→ Text provided:
For each step, the timings are measured in order, which are:
- Copy Files
- Read Files
- Compression_Normal
- Compression_Maximum
- Compression_Ultra
- Decompression_Normal
- Decompression_Maximum
- Decompression_Ultra
- Cleanup Files
These tests are run on each VM SKU 10 times. Eventually, the results were averaged out for each test type.
At the end of each test, the VM is stopped and deallocated; the VM is then started back up before the next test run. This ensures a high likelihood that the VM will be relocated to a different physical server and/or rack within the Azure data center. The test is started as soon as the VM has rebooted and become available.
Hypothesis and Results
Based on the specifications, there are changes in the CPU types, but overall, a performance improvement is expected with a higher version. Additionally, there will be an expected cost difference, as the newer SKU versions will have different prices. Generally new SKU versions are cheaper to run, the cheaper price is used as an incentive to consumers to migrate to new hardware and allow for decommissioning of old physical hardware within data centers.
Analysis
Timing the different stages of each test gives us an idea of the time it takes for each VM SKU, on average, to complete the various stages.
The data shows the average time taken for each task performed one the 10 test runs, all test runs were highly consistent showing little to no variation. The Standard_D2ds_v6 SKU has a slight speed advantage in some tests even though the overall specification is the same with 2vCPU and 8GB of memory. All test methods leverage the advantage of the CPU being a newer architecture CPU for the Standard_D2ds_v6. When reviewing the other virtual machine SKU test results, there are some unexpected outcomes, namely the Standard_DS2_v3, which can be linked to the SKU version as this is the oldest and, therefore, the slowest.

→ Entries:
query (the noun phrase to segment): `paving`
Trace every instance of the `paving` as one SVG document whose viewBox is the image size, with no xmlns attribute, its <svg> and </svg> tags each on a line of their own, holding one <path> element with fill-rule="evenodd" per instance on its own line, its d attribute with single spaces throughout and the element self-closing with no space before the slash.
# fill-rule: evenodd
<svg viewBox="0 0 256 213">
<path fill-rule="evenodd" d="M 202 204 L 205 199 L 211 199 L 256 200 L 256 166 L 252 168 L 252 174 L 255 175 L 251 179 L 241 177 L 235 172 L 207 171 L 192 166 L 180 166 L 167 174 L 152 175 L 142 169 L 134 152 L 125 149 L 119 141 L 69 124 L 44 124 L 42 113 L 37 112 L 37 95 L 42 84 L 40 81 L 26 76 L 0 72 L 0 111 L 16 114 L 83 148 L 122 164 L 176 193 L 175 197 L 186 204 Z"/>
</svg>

→ Exercise instructions:
**a)** According to the VM test description, how many times are the tests run on each VM SKU?
**b)** Do these statements agree with the VM test description? Answer yes or no for each, quoting the deciding words.
(i) The VM is started back up before the next test run.
(ii) Newer SKU versions are generally more expensive to run.
(iii) The test runs showed a large amount of variation.
**c)** Rewrite the VM test description between "For each step, the" and "each test type.", inclusive, putting "Delete" in place of "Cleanup".

→ Expected outputs:
**a)** Ten times.

**b)**
(i) Yes: "the VM is then started back up before the next test run"
(ii) No: "Generally new SKU versions are cheaper to run"
(iii) No: "all test runs were highly consistent showing little to no variation"

**c)**
For each step, the timings are measured in order, which are:
- Copy Files
- Read Files
- Compression_Normal
- Compression_Maximum
- Compression_Ultra
- Decompression_Normal
- Decompression_Maximum
- Decompression_Ultra
- Delete Files
These tests are run on each VM SKU 10 times. Eventually, the results were averaged out for each test type.